■ Aufgaben ■
1. Wohin wird laut dem Auszug über die Reisen zum Hochzeitstag geflogen?
2. Nimm den Auszug über die Reisen nach seinem letzten Satz wieder auf und schreib ihn weiter.

■ Textauszug ■
------


    Sie gewöhnt sich aber daran, dass wir unsere Termine in der Klinik mit unseren Reisen abstimmen müssen. Wir fliegen nach Rom zum Hochzeitstag. Fliegen zwei, drei Mal nach Barcelona, fahren nach Florenz und besuchen Freunde in Köln, Berlin, München und Stuttgart.

    Wir fahren Tretboot auf dem Titisee. Wir gehen in Kunstmuseen und auf Konzerte von Tocotronic und Calexico. Ich laufe im Sommer meinen ersten Halbmarathon – den NCT-Lauf gegen Krebs.

    Beim NCT-Lauf gegen Krebs (vor dem Lauf) mit #teamschnipsflausch

    Unsere Onkologin muss trotzdem schlucken, als wir ihr von unseren Sommerreiseplänen erzählen. Von Karlsruhe nach Frankfurt. Von Frankfurt nach Hongkong, von dort nach Shenzen. Nach ein paar Tagen weiter nach Macau, zurück nach Shenzhen, und dann nach Beijing. Von dort wieder zurück nach Hause.

------

[Gespeicherte Einträge]
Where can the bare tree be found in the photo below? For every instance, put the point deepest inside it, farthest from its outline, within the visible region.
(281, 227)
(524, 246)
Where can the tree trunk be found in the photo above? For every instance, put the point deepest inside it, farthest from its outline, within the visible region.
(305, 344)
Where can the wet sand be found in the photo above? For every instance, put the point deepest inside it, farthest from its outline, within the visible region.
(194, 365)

------

■ Lösungen ■
1. Nach Rom.

2.
    Wir packen die Chemotabletten und das Kortison für Notfälle ein und begeben uns auf Titiens spuren. Sie hat ja in Shenzhen studiert und lange in Beijing gelebt. Wir verbringen Zeit mit ihrer Familie, die aus Jakarta anreist und lernen Yuna kennen, ihre zweijährige Nichte.

    Wir treffen Freunde und Bekannte und haben ein volles Besichtigungsprogramm, inklusive Chinesischer Mauer. Wer gerne die Urlaubsbilder sehen möchte, sei auf die Artikel in Titiens Blog verwiesen (Teil I, Teil II).

    Titiens Symptome sind stabil. Sie sieht Doppelbilder und spürt ständig linksseitig ein Kribbeln, als wäre ihr Arm eingeschlafen. Erst im November merkt sie Veränderungen. Sie spricht etwas undeutlicher und sie hat den Eindruck, dass ihr im rechten Arm Kraft fehlen würde.

    Wir haben Anfang Dezember einen Termin für ein MRT.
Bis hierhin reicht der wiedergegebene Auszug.